[Data extracted from a collection]
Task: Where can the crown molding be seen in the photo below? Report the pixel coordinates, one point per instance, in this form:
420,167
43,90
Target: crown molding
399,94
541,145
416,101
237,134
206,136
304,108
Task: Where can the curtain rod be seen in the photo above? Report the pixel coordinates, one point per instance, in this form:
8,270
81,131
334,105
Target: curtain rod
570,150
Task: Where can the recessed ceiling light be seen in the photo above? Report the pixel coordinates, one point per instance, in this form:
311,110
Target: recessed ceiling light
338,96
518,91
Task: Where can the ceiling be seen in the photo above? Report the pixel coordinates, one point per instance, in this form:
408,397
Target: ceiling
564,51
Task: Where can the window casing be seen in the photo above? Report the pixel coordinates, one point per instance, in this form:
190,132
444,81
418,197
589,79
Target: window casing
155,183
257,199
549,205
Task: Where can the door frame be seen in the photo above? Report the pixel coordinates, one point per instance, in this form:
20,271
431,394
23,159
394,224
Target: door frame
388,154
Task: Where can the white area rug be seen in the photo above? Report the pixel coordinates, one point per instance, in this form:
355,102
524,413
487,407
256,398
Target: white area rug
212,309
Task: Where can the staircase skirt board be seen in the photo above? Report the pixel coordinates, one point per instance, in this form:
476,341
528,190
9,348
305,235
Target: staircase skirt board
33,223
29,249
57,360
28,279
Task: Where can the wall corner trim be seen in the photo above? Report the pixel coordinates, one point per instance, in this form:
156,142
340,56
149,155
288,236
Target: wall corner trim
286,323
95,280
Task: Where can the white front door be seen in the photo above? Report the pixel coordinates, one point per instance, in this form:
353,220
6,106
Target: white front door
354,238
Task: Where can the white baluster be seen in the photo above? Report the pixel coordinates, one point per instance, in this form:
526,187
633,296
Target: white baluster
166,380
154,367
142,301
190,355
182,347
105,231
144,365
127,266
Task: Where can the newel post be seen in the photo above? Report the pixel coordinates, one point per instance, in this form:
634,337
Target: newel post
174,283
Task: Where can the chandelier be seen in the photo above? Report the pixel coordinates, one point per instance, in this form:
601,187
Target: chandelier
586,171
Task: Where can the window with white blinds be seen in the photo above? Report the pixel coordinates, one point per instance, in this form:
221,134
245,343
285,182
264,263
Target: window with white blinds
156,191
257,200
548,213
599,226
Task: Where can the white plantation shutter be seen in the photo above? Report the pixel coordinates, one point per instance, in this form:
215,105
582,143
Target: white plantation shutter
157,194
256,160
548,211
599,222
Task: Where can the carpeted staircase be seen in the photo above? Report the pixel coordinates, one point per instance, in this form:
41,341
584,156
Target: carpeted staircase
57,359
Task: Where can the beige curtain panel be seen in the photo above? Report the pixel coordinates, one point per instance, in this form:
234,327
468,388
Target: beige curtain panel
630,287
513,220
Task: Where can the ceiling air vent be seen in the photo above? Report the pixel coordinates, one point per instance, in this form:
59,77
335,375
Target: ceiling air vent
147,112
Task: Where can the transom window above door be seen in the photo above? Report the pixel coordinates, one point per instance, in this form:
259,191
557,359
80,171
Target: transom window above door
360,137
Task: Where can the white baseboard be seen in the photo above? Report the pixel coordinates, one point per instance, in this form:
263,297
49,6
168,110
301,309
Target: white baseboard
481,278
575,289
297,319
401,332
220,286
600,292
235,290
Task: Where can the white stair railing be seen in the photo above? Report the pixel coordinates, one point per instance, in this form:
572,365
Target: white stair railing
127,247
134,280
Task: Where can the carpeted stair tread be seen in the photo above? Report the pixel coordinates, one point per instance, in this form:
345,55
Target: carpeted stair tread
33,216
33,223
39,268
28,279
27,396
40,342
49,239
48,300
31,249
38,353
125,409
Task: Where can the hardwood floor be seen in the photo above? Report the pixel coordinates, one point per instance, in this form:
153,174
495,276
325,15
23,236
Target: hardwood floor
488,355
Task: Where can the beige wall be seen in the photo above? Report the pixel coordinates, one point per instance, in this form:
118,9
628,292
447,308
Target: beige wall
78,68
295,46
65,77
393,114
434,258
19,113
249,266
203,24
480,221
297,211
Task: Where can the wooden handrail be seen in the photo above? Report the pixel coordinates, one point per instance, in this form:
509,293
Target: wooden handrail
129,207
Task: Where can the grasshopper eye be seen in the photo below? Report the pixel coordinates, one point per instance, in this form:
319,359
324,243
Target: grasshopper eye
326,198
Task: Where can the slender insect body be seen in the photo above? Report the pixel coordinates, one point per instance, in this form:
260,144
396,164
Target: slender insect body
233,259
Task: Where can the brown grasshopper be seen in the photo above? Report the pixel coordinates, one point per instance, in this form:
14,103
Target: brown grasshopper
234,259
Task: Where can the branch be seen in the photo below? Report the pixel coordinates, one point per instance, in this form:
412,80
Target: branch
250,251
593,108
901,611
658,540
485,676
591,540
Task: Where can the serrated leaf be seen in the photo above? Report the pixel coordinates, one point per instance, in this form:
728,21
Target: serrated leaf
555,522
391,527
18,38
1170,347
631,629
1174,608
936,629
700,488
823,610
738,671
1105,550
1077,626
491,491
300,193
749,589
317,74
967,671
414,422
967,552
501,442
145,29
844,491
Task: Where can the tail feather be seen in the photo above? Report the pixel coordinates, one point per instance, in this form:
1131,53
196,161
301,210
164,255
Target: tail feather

● Problem to work on: Take every line above carrying "tail" and return it.

● Reply:
Task: Where can the tail feather be seen in the photo above? Report the pixel coordinates, one point per instance, in this form:
Target: tail feather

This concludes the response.